> **The request**
Reproduce everything from the line containing "of the forest-covered" down to the line containing "991), (778, 1216)]", including the requests, and scale every coordinate in the answers by 2.55, rounding to whole numbers with halves going up. Leave the requests and their format samples unchanged, and write out only those lines from the items below.

> **Data shown**
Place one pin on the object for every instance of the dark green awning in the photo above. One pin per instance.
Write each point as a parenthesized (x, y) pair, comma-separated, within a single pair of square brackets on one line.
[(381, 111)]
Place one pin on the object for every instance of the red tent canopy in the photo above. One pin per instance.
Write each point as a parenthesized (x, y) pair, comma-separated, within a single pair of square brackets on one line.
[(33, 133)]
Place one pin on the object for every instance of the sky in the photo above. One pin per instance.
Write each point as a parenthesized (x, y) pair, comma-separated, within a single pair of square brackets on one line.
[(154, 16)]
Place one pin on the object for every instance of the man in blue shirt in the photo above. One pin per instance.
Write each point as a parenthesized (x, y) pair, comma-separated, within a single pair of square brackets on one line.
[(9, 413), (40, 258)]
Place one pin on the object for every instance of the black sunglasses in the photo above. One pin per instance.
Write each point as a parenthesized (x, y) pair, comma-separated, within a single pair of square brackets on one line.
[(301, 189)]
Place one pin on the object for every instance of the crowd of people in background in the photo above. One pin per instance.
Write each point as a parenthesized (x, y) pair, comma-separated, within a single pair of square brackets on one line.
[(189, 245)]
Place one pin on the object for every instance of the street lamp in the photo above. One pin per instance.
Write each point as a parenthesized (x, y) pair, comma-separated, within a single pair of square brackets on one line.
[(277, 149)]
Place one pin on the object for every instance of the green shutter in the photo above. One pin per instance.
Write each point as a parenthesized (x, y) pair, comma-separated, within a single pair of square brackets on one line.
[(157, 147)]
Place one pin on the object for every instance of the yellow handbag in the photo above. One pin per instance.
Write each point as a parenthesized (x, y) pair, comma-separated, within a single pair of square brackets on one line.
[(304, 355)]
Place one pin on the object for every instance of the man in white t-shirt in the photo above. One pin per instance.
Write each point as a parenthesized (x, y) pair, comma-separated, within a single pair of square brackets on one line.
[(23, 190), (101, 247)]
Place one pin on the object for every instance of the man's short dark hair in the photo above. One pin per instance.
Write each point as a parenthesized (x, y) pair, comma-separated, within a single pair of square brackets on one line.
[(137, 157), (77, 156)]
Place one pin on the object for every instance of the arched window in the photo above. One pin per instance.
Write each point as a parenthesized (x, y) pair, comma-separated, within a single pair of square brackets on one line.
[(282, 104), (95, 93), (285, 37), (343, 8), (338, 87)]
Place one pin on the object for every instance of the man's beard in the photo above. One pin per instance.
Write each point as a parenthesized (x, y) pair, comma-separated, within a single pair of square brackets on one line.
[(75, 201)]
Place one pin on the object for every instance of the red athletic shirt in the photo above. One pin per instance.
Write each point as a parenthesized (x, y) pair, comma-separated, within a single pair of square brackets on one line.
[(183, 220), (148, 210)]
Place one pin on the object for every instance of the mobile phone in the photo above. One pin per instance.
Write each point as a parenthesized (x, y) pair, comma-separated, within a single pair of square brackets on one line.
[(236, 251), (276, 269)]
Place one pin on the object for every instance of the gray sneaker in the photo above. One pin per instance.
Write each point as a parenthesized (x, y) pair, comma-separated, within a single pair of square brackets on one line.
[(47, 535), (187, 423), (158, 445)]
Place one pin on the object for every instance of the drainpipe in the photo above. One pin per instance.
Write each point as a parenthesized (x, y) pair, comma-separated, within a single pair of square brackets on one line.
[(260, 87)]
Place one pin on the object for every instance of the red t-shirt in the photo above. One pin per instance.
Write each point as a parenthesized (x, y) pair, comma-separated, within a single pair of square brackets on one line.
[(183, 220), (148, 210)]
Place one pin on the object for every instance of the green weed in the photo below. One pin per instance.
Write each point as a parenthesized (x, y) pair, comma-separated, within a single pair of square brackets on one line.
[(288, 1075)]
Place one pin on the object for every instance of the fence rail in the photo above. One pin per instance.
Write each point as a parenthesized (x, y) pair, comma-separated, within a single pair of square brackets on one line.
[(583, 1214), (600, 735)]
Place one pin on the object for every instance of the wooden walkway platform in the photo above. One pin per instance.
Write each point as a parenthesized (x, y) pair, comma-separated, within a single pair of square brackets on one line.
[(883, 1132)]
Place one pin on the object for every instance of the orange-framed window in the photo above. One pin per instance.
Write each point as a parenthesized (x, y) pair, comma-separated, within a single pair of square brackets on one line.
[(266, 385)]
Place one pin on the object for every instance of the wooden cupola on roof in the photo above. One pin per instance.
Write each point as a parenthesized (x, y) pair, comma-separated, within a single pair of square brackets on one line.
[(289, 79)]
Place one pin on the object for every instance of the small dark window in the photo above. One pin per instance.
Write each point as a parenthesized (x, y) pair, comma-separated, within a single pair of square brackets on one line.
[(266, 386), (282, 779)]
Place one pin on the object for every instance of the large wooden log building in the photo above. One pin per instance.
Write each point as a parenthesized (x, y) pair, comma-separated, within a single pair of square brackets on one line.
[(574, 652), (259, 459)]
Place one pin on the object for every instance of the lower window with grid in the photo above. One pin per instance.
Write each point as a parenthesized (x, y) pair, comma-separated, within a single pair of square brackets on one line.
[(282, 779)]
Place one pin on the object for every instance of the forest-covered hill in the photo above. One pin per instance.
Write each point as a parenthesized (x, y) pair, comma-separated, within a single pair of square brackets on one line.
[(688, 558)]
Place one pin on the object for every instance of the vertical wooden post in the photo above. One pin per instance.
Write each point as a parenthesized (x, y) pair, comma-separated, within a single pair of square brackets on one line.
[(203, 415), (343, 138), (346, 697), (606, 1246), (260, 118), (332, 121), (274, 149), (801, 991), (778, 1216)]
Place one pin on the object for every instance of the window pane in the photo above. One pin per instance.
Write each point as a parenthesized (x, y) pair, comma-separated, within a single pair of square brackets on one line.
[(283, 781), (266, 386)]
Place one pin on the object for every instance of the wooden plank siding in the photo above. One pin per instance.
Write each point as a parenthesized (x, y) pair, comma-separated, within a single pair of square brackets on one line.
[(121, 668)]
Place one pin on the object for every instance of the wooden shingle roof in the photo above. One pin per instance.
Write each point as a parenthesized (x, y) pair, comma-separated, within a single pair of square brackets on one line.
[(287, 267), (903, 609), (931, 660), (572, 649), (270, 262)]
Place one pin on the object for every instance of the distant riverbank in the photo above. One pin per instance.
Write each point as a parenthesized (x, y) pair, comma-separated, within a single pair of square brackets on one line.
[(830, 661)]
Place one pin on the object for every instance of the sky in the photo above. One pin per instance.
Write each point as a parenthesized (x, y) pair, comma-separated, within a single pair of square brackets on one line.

> **Output**
Place one pin on the object for every instance of the forest-covered hill in the photo above. One pin per instance.
Write each point as a parenthesized (x, y) pair, comma-separated, within a single pair of square brackets on one line.
[(1754, 1423)]
Place one pin on the object for every instance of the vertical wooden post in the photo above. One pin per instance.
Write each point as a parenthesized (x, y) pair, comma-separated, within a single pair of square brackets on one line.
[(518, 1058), (875, 352), (882, 1777), (1545, 3177), (663, 301), (847, 309), (699, 380), (2043, 2527), (1984, 3101)]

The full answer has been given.